- ENTRIES PROVIDED -
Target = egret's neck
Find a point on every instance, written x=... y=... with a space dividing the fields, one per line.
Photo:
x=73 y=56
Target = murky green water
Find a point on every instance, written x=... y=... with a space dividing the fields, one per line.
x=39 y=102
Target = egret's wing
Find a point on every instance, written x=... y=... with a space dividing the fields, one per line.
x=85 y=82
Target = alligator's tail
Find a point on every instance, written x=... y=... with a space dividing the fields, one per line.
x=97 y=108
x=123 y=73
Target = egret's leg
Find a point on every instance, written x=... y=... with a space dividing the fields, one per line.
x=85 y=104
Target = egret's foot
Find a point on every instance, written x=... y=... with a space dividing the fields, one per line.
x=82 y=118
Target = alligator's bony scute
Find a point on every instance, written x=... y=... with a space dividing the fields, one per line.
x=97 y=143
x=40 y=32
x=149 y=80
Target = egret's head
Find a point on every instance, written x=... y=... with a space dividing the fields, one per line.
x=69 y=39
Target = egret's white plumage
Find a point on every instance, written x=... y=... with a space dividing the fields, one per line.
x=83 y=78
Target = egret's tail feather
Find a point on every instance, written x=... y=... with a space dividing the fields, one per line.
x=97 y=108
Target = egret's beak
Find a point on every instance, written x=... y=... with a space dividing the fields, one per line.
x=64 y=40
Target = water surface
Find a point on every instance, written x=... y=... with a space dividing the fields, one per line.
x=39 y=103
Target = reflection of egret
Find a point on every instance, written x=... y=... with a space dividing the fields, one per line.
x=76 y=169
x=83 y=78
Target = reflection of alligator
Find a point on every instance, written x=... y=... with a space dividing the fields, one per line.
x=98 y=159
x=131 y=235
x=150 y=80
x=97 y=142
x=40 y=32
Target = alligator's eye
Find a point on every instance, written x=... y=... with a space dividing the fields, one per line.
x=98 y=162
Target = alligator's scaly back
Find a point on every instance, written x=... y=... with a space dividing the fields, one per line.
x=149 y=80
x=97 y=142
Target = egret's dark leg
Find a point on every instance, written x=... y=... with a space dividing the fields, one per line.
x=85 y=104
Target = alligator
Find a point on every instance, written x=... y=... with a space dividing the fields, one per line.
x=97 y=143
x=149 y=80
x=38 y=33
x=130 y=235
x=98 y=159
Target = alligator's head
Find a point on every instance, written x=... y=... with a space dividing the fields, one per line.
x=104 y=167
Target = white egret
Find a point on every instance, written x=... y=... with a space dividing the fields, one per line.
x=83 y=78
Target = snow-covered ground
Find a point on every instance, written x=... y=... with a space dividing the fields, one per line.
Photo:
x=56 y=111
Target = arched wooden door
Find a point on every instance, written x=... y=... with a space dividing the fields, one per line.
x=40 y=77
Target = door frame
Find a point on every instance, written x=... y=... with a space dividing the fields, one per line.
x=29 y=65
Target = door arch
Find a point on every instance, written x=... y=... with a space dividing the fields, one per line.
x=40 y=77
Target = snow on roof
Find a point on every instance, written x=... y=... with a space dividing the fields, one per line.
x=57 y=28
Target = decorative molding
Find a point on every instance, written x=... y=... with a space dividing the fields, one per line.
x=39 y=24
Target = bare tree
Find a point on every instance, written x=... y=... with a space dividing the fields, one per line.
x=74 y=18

- WHAT IS ASKED -
Every line from the one containing "Target = reflection of alligator" through the last line must be copied exactly; leave out the rest.

- THE ANSWER -
Target = reflection of alligator
Find a point on every instance, written x=... y=... with a space dividing the fields, one per line.
x=98 y=159
x=131 y=235
x=150 y=80
x=97 y=142
x=40 y=32
Target = alligator's eye
Find a point on every instance, written x=... y=... with a space dividing the fields, one per line.
x=98 y=162
Target = alligator's scaly back
Find a point on every instance, written x=... y=... with a space dividing the fields, one per line.
x=149 y=80
x=97 y=142
Target = egret's dark leg
Find a point on every instance, written x=... y=... with a space dividing the fields, one per line.
x=85 y=104
Target = alligator
Find a point on every instance, written x=... y=... with a space dividing the fields, one per line.
x=97 y=143
x=149 y=80
x=38 y=33
x=130 y=235
x=98 y=159
Target = alligator's head
Find a point on every instance, written x=... y=... with a space dividing the fields, one per line.
x=104 y=167
Target = white egret
Find a point on every instance, written x=... y=... with a space dividing the fields, one per line.
x=83 y=78
Target = snow-covered ground
Find a point on every instance, written x=... y=... with a space dividing the fields, one per line.
Photo:
x=56 y=111
Target = arched wooden door
Find a point on every instance, written x=... y=... with a space dividing the fields, one per line.
x=40 y=77
Target = door frame
Find a point on every instance, written x=... y=... with a space dividing the fields, one per line.
x=29 y=65
Target = door arch
Find a point on every instance, written x=... y=... with a space dividing the fields, one per line.
x=40 y=77
Target = snow on roof
Find a point on every instance, written x=... y=... with a space dividing the fields, one per line.
x=57 y=28
Target = decorative molding
Find a point on every instance, written x=... y=... with a space dividing the fields, one per line.
x=39 y=24
Target = bare tree
Find a point on every instance, written x=... y=... with a space dividing the fields, one per line.
x=74 y=18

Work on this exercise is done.